• What you have to do: Search each line below for "road", then return the lines where it appears.

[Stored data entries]
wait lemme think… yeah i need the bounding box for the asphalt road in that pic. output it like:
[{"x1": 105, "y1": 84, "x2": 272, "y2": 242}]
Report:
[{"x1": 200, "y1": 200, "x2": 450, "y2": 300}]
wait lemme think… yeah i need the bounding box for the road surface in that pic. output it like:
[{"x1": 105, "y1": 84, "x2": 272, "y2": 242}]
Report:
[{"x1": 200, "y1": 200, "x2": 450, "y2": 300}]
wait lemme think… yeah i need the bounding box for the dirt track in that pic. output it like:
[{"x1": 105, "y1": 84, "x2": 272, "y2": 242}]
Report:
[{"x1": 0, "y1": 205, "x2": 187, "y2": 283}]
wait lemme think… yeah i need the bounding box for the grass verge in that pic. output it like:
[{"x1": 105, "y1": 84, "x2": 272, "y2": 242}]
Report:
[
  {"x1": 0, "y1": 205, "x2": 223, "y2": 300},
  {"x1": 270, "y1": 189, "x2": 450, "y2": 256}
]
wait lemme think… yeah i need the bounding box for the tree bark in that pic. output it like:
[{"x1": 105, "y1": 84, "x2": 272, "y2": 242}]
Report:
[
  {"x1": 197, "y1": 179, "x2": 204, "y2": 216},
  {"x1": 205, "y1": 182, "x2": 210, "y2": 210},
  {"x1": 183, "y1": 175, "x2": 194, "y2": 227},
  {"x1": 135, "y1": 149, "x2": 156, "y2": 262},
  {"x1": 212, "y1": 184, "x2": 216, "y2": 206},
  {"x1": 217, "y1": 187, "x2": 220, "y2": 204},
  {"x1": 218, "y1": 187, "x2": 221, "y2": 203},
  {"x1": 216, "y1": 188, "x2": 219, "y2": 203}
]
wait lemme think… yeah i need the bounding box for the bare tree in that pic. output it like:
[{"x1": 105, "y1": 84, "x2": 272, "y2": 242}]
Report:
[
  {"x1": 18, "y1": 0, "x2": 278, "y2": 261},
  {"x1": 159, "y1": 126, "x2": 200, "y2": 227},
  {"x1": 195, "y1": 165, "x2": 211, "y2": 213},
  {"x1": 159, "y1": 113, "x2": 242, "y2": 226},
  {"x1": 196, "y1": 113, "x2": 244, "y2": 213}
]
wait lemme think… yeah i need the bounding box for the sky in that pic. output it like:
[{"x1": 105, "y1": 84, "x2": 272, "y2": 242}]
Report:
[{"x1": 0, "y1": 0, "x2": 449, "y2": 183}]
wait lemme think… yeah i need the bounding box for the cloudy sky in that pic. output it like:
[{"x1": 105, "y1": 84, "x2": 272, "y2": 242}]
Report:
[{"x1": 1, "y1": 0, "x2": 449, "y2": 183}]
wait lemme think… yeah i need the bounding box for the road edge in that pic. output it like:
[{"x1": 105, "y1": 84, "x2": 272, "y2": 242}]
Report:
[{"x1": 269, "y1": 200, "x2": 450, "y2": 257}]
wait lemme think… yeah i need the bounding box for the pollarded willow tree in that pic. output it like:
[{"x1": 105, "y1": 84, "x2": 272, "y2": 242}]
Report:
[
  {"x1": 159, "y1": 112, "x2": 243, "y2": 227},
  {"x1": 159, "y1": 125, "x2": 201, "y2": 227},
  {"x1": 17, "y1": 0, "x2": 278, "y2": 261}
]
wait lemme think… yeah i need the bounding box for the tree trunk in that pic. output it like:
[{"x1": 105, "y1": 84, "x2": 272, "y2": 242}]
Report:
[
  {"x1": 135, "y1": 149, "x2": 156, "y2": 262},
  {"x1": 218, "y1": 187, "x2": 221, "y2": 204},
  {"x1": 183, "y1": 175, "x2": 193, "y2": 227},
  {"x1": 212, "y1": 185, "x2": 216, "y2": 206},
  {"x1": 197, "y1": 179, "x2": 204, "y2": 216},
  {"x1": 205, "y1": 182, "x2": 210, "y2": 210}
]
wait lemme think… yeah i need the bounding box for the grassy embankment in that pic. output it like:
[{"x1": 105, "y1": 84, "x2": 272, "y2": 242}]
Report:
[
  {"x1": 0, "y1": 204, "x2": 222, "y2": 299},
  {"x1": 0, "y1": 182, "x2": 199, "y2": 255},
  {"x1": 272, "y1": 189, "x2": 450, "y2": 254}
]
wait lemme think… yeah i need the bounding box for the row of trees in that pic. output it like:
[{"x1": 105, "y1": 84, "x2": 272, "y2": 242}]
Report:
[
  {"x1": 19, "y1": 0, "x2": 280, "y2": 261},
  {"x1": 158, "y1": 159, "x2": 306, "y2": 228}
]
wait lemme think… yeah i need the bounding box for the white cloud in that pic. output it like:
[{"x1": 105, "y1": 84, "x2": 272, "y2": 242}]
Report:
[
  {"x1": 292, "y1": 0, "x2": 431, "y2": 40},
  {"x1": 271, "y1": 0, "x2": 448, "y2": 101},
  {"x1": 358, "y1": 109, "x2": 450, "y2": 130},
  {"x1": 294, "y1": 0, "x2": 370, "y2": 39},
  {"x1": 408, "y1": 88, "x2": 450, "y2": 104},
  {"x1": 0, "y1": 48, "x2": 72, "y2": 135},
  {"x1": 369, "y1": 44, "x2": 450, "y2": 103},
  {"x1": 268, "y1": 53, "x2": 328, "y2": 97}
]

• Expected answer:
wait lemme think… yeah i need the bounding box for the asphalt road in that pic. output it like:
wait lemme think… yeah i need the bounding box for the road surface in that pic. output it like:
wait lemme think… yeah i need the bounding box for the road edge in that pic. output it like:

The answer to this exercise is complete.